═════ SOURCE EXTRACT ═════

The next big step was embracing do notation. If you come to Haskell for the >>= operator and point-free style, then this might be hard to do, and indeed you can go ahead and avoid do notation completely. After all, it is just syntax sugar. But it has been my experience that as complexity increases, the imperative-style declarations that do notation enables are easier to understand and reason about. At least for humans.

The final step was monadic iterations. Short of implementing your own combinators (which, as an exercise, I definitely recommend), Control.Monad was a great place to start. Each of those combinators is worth knowing. My next recommendation would be Control.Monad.Loops, which provides pretty much all the remaining iteration combinators you might need.

Finally, as the days went by, I started alternating between State monad and either iterate or a fold. From my experience,State monad wins as far as readability is concerned.

For simple computations that can be reasonably written down as a single function, then of course I would stick to iterate or a fold. But as soon as the complexity increases, I’ll be reaching out for the State monad.

Lenses

By Day 15, my state was deeply nested enough that I had to consider giving Control.Lens a shot. It was the best choice I could’ve made.

Working with records was the least of it. I was delighted to find out there is first-class interoperability with MonadState, meaning we can use the same constructs to reach both into the state of our stateful computations, as well as into the data structure it holds.

Prisms, folds and traversals round up the picture, providing a common language for dealing with Product types, Sum types, Foldable types, Traversable types and stateful computations.

And it all composes and type-checks.

Once more, for context: While I had never used Control.Lens before, I was quite familiar with the concept already, as well as with some of the underlying CT foundations. Additionally, I had previously watched the excellent and thorough introduction by Edward Kmett. It’s about 2 hours long, and I believe it took me a couple of days to finish, as I had to pause repeatedly to properly digest it all.

My recommendation would be to keep it simple at first and focus on some quick wins. Functions like assign and modifying are great examples. Start by using only named functions and avoid their operator aliases until you’re familiar with what they do already.

If you never used the package before, or if you want some examples to base yourself on, the tutorial is a good place to start. I can also recommend the first 30 minutes of this talk by John Wiegley, which contains some simple, down to earth examples. The last 17 minutes have some more advanced examples which, albeit great, will not add much value if you’re just getting started.

Finally, once you can deal at least superficially with the types, start browsing through the documentation. There is just so much stuff there that I think you would need a book to make a serious attempt at explaining it all. I kept most of those links open in different tabs throughout the last 10 days.

Gotchas

To close up the Haskell lessons, there were a few things that I found recurrently annoying.

Number strings can’t start with +

Yeah, read does not like it. It makes sense, I guess, and you can just filter them out.

Decreasing ranges

Again, it seems the default Enum implementations for the base numeric types do not account for this use case, and [10..0] will result in [].

Stale data in State functions

This one took me a while to spot the first time, and yet I ran into it again (albeit this time I knew what I had done wrong).

This snippet looks innocent enough, but it has a major flaw.

At the beginning of each turn, we retrieve all the players from the state. mapM_ will proceed to call playerTurn repeatedly, binding p to a different player each time.

But these values were only retrieved once, at the beginning of the turn.

If playerTurn updates the state in any way, then it is very likely that by the time a future iteration is evaluated, the value in the p argument and the actual value in the current state have diverged, since p will always be bound to a player value retrieved at the beginning of the turn.

═════ RECORD SET ═════

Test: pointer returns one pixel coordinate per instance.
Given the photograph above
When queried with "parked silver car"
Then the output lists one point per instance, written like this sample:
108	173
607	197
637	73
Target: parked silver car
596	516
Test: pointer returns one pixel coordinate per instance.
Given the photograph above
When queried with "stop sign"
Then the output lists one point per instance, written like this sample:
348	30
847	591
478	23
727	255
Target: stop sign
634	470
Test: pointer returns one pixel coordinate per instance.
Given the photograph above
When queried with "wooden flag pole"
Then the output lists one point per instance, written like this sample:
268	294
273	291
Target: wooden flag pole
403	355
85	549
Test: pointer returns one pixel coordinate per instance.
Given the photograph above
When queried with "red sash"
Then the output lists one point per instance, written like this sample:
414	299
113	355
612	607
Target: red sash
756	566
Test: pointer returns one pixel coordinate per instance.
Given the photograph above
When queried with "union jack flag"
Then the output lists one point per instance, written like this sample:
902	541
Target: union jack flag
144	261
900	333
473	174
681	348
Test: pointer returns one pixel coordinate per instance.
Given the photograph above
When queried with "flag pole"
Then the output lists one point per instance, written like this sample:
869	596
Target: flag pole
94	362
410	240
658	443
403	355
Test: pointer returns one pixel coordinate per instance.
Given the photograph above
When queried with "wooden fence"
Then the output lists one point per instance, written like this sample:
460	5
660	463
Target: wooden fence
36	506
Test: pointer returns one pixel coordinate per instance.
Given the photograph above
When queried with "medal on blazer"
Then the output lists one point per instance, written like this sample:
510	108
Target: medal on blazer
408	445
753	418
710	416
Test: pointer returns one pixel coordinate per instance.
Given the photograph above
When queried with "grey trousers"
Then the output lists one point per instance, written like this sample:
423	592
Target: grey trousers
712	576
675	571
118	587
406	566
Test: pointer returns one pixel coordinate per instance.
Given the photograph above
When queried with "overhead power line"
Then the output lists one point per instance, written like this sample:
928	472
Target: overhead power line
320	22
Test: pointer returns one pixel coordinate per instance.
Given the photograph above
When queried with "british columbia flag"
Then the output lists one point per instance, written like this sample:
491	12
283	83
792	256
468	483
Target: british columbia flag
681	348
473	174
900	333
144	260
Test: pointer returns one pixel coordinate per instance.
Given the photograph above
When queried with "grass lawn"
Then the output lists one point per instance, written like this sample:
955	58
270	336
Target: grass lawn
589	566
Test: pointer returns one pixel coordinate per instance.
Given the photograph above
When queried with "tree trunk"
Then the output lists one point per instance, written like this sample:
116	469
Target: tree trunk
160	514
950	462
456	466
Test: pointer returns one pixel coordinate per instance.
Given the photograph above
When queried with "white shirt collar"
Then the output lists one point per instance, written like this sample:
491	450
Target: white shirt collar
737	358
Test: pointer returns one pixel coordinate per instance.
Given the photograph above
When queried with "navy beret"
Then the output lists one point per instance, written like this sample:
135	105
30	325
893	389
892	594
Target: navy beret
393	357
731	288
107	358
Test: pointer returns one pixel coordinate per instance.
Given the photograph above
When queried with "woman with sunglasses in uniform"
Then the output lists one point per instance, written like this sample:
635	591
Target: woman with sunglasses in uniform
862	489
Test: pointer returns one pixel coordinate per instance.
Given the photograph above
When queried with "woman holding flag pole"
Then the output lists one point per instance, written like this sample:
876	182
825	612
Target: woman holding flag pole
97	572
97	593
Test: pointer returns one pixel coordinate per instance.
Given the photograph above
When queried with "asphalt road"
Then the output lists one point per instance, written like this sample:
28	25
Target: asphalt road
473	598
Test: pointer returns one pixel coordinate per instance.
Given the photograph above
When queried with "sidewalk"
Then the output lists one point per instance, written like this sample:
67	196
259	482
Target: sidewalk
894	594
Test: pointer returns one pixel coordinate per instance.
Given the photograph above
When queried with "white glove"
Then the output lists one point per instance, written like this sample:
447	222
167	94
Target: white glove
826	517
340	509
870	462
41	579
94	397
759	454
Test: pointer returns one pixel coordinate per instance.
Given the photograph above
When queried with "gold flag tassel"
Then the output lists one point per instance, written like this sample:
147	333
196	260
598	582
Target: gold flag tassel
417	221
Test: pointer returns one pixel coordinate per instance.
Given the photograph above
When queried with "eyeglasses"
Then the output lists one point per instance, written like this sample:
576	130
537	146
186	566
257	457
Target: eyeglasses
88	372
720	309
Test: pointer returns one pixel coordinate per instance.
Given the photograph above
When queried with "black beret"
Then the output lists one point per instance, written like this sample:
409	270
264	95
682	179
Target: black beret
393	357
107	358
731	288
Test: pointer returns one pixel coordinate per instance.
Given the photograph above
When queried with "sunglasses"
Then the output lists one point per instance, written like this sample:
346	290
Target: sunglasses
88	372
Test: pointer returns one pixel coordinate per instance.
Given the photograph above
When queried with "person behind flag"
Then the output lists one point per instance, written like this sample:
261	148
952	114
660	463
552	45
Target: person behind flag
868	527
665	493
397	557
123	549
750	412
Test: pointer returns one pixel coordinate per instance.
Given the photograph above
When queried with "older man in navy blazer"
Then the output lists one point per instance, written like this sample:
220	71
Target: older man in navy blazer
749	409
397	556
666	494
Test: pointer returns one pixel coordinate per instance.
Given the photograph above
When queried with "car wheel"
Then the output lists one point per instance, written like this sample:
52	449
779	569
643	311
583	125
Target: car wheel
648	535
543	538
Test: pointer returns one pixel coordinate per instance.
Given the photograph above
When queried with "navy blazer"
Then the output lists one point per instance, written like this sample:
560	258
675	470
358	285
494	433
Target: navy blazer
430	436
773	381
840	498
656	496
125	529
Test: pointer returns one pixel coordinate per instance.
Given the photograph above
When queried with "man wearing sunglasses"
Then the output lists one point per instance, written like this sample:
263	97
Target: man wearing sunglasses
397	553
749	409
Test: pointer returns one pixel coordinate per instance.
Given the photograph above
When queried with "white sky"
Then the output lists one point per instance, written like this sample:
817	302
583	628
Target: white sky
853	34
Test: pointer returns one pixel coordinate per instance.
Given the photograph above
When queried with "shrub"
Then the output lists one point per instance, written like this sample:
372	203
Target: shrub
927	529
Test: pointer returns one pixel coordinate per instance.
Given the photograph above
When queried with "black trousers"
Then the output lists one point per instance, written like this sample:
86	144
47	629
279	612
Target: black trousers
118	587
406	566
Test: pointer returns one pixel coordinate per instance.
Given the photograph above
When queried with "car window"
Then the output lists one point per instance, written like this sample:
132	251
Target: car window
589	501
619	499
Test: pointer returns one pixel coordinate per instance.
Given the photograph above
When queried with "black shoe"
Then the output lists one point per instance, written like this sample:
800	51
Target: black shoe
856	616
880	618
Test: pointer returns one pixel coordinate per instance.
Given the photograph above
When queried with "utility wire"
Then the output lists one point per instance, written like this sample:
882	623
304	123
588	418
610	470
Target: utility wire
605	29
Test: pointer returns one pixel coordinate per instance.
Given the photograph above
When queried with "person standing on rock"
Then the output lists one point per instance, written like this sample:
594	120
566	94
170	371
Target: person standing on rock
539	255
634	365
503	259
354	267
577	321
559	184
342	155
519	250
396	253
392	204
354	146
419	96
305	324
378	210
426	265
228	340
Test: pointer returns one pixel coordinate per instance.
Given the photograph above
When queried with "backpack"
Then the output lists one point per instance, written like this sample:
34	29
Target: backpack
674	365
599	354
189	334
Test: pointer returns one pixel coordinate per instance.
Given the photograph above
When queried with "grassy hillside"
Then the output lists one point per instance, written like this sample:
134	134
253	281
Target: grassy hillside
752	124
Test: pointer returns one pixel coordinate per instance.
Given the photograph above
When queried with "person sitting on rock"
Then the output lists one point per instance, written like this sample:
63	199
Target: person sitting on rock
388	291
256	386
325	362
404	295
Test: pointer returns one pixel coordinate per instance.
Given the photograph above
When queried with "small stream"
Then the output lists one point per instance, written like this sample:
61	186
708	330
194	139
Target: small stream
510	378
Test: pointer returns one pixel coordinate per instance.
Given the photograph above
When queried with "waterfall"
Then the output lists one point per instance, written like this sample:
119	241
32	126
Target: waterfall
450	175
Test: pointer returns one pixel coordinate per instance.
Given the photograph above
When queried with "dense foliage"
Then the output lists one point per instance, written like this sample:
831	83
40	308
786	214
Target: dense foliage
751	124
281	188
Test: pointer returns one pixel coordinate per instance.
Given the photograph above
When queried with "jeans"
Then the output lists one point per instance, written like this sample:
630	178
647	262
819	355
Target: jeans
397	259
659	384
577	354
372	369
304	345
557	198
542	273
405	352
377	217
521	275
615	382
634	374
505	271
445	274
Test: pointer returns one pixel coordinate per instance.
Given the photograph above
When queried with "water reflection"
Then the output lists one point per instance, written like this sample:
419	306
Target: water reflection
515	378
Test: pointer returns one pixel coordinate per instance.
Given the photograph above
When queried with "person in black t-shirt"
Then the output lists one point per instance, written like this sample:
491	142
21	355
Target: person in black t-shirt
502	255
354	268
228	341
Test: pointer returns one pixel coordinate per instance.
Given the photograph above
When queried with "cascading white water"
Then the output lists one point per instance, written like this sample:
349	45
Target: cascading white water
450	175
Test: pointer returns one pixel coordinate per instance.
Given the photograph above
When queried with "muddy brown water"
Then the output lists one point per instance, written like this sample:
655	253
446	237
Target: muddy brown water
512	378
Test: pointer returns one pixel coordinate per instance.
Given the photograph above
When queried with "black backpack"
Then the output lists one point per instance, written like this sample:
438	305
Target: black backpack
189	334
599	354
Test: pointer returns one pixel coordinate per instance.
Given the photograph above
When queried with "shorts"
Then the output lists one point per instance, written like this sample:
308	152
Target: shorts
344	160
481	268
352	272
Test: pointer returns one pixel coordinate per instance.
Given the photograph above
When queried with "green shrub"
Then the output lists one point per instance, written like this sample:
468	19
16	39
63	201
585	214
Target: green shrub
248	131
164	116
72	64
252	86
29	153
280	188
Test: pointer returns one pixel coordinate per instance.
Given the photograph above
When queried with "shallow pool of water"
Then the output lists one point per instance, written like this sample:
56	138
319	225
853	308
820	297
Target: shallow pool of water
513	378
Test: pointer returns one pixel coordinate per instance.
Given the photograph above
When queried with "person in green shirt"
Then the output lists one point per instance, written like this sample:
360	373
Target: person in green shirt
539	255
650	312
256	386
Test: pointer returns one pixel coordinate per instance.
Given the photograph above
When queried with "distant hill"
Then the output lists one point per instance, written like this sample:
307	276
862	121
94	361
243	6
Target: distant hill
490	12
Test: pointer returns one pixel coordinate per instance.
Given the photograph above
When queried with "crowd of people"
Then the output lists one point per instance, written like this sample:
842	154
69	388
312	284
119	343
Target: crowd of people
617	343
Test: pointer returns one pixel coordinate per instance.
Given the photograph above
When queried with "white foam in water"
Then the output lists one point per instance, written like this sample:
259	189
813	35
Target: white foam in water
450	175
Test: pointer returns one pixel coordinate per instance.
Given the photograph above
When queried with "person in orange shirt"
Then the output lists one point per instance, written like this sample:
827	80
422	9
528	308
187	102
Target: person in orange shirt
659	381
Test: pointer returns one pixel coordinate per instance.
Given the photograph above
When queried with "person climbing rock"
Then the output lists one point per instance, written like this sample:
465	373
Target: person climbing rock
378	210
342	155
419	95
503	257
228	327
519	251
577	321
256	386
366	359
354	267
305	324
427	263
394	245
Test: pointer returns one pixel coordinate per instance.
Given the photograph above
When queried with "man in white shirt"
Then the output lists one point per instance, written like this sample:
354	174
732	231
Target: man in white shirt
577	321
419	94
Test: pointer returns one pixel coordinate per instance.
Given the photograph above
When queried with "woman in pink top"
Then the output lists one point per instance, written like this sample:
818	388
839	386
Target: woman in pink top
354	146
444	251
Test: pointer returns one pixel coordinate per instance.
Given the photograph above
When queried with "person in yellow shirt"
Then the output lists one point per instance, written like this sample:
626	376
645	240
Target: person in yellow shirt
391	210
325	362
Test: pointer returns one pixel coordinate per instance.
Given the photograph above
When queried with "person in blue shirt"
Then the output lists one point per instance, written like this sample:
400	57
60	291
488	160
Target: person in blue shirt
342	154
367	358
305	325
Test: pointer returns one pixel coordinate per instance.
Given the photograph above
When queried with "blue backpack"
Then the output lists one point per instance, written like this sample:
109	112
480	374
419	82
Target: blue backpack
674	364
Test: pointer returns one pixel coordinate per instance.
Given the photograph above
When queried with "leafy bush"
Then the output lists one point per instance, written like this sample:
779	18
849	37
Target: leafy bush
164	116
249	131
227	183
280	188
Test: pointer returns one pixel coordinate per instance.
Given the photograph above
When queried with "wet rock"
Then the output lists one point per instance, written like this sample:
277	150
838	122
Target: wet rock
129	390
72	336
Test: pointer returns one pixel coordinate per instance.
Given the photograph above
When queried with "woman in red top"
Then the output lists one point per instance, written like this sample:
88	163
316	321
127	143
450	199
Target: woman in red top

═════

Write out the stretch of the Haskell notes above from "At the beginning of each" through "player each time.", word for word.

THE RESPONSE:
At the beginning of each turn, we retrieve all the players from the state. mapM_ will proceed to call playerTurn repeatedly, binding p to a different player each time.